Your task:
Copy the data below exactly.

[Excerpts from a dataset]
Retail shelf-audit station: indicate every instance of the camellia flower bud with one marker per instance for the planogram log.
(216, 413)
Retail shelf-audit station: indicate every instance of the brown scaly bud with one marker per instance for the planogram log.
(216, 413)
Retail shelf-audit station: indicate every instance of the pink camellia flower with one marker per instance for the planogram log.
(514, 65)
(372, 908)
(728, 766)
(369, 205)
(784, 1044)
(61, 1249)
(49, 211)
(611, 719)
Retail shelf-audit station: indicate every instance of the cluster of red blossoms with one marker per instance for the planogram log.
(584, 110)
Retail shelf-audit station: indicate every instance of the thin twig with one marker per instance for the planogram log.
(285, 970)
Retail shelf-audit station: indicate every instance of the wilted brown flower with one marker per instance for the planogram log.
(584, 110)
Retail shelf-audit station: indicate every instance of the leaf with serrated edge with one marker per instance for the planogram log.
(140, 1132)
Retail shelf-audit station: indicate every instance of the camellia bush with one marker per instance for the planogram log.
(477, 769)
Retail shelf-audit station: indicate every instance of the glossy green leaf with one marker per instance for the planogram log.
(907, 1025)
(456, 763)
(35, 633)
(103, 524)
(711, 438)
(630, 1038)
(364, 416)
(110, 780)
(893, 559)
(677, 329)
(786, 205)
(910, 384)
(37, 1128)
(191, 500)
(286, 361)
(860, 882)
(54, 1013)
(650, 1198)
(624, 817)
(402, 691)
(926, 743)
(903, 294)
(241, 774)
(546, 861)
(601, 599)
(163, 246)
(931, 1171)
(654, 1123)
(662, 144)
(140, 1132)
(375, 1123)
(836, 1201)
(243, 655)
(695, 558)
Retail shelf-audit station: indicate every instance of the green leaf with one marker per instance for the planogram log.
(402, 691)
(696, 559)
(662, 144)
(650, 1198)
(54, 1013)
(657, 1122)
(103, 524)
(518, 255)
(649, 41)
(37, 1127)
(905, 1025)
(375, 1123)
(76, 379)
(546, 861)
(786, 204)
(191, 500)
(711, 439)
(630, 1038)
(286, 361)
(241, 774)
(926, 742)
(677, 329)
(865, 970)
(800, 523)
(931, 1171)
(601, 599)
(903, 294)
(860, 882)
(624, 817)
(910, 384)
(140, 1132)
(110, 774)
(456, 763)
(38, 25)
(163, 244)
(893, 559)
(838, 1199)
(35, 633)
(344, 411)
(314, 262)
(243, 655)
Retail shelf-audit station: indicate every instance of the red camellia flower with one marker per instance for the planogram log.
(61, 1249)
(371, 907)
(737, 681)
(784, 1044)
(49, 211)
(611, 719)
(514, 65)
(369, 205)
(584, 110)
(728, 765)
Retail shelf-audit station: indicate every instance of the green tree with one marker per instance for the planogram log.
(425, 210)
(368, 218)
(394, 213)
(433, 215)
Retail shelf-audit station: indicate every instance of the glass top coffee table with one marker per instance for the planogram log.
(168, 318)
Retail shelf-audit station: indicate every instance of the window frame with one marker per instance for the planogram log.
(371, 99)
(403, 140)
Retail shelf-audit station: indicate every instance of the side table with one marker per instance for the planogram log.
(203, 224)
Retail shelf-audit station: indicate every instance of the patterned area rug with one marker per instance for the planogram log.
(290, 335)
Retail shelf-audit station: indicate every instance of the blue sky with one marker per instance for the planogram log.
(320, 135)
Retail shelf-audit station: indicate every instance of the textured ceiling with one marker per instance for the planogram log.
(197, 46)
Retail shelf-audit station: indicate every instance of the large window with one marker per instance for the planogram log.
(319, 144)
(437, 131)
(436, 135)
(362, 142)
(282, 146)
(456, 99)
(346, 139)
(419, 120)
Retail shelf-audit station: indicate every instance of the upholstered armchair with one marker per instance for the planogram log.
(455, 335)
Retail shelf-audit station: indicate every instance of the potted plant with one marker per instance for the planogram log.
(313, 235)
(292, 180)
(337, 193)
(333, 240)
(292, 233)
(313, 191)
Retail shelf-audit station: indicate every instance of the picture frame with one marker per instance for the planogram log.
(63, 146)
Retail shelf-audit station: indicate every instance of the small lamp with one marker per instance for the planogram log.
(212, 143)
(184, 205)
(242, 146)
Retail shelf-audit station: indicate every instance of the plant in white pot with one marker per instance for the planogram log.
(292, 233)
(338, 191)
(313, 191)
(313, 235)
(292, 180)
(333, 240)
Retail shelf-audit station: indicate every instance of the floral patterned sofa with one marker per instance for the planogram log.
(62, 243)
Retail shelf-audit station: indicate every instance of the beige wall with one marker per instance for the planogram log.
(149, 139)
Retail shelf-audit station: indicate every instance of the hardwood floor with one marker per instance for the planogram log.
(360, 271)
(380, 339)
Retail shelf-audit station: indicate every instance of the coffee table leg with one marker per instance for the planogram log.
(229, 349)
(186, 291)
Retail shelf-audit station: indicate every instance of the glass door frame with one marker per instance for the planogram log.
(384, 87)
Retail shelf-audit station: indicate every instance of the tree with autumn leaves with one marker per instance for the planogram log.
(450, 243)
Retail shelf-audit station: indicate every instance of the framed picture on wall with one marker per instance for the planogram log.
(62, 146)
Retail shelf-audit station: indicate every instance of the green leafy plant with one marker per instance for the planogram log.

Output for this exercise:
Retail shelf-audit station: indicate every instance of the camellia flower bud with one marker per instance for the planogram log.
(216, 413)
Retail shelf-audit station: indicate every instance of the brown scaly bud with one marker per instance for the planogram log.
(216, 413)
Retail shelf-audit station: indicate every instance of the pink camellia flower with one marker per instance for the planogram log.
(514, 65)
(372, 908)
(728, 766)
(369, 205)
(784, 1044)
(61, 1249)
(49, 211)
(611, 719)
Retail shelf-audit station: indicate every instance of the cluster of red blossoms with one marker per instance for the planogram log.
(584, 110)
Retail shelf-audit station: indicate every instance of the thin twig with one marker per instance for the planogram log.
(285, 970)
Retail shelf-audit station: indicate every instance of the wilted brown flower with one marker per instance for the planogram log.
(584, 110)
Retail shelf-audit station: indicate every instance of the leaf with serrated edge with one marker per instance for the planogram log.
(140, 1132)
Retail shelf-audit station: indicate every instance of the camellia bush with one marker per instance for the planogram log.
(477, 769)
Retail shelf-audit station: indicate every instance of the glossy green leaf with one marker per instance for the planogram log.
(907, 1025)
(456, 763)
(35, 633)
(103, 524)
(711, 438)
(630, 1038)
(364, 416)
(110, 780)
(893, 559)
(677, 329)
(786, 205)
(910, 384)
(37, 1128)
(191, 500)
(286, 361)
(860, 882)
(54, 1013)
(650, 1198)
(624, 817)
(402, 691)
(926, 743)
(903, 294)
(241, 774)
(546, 861)
(601, 599)
(163, 246)
(931, 1171)
(654, 1123)
(662, 144)
(140, 1132)
(375, 1123)
(836, 1201)
(243, 655)
(695, 558)
Retail shelf-audit station: indicate every instance of the green leaf with one marker per instance for the planogram log.
(402, 691)
(696, 559)
(662, 144)
(650, 1198)
(54, 1013)
(657, 1122)
(103, 524)
(518, 255)
(649, 41)
(37, 1127)
(905, 1025)
(375, 1123)
(76, 379)
(546, 861)
(786, 204)
(191, 500)
(711, 439)
(630, 1038)
(286, 361)
(241, 774)
(926, 742)
(677, 329)
(865, 970)
(800, 523)
(931, 1171)
(601, 599)
(903, 294)
(860, 882)
(624, 817)
(910, 384)
(140, 1132)
(110, 774)
(456, 763)
(38, 25)
(163, 244)
(893, 559)
(838, 1199)
(35, 633)
(344, 411)
(314, 262)
(243, 655)
Retail shelf-audit station: indicate every instance of the red camellia flower with one marker per instance for the planogram log.
(61, 1249)
(371, 907)
(737, 681)
(784, 1044)
(49, 211)
(611, 719)
(514, 65)
(369, 205)
(584, 110)
(728, 765)
Retail shelf-audit station: indicate every instance of the green tree with one marker per instance for the planogram log.
(425, 210)
(368, 218)
(394, 213)
(433, 215)
Retail shelf-audit station: indicate every instance of the glass top coffee table with one marker per instance for the planogram log.
(168, 318)
Retail shelf-audit station: indicate every instance of the window frame with one marker per instance for the planogram log.
(371, 99)
(403, 140)
Retail shelf-audit station: indicate every instance of the side table with one marker per instance for the planogram log.
(203, 224)
Retail shelf-audit station: indicate every instance of the patterned area rug with one marker per instance for the planogram log.
(290, 335)
Retail shelf-audit station: indicate every instance of the blue sky with one marker per instance for the planogram log.
(320, 135)
Retail shelf-audit station: indicate every instance of the textured ceiling with one marker per instance for the planogram log.
(197, 46)
Retail shelf-audit station: indicate every instance of the large window with one marker per instance for the planogram log.
(319, 144)
(437, 131)
(436, 135)
(362, 142)
(282, 146)
(456, 99)
(346, 139)
(419, 120)
Retail shelf-audit station: indicate every instance of the upholstered armchair with one marker per instance for the planogram log.
(455, 335)
Retail shelf-audit station: indicate every instance of the potted plant with one marker per instance for the planogram log.
(313, 235)
(292, 180)
(337, 193)
(333, 240)
(292, 233)
(313, 191)
Retail shelf-audit station: indicate every instance of the picture frame with one marker per instance for the planogram log.
(63, 146)
Retail shelf-audit station: indicate every instance of the small lamp with one marker per instance for the planogram log.
(212, 143)
(184, 205)
(242, 146)
Retail shelf-audit station: indicate every instance of the plant in white pot with one marker per instance for the planogram log.
(292, 233)
(338, 191)
(313, 191)
(313, 235)
(292, 180)
(333, 240)
Retail shelf-audit station: indicate every instance of the floral patterned sofa with one marker per instance for the planogram log.
(62, 243)
Retail shelf-audit station: indicate every instance of the beige wall with one marker per instance for the planogram log.
(149, 139)
Retail shelf-audit station: indicate every instance of the hardwood floor with one marker per instance for the planogram log.
(360, 271)
(380, 339)
Retail shelf-audit station: indicate every instance of the coffee table leg with one marker per instance for the planogram log.
(229, 349)
(186, 291)
Retail shelf-audit station: indicate every instance of the glass door frame with one marker per instance for the planogram log.
(384, 87)
Retail shelf-audit station: indicate every instance of the tree with autumn leaves with one marker per instance for the planogram log.
(450, 243)
Retail shelf-audit station: indicate every instance of the framed picture on wall with one marker per instance for the planogram log.
(62, 146)
Retail shelf-audit station: indicate every instance of the green leafy plant with one marker per instance for the planogram log.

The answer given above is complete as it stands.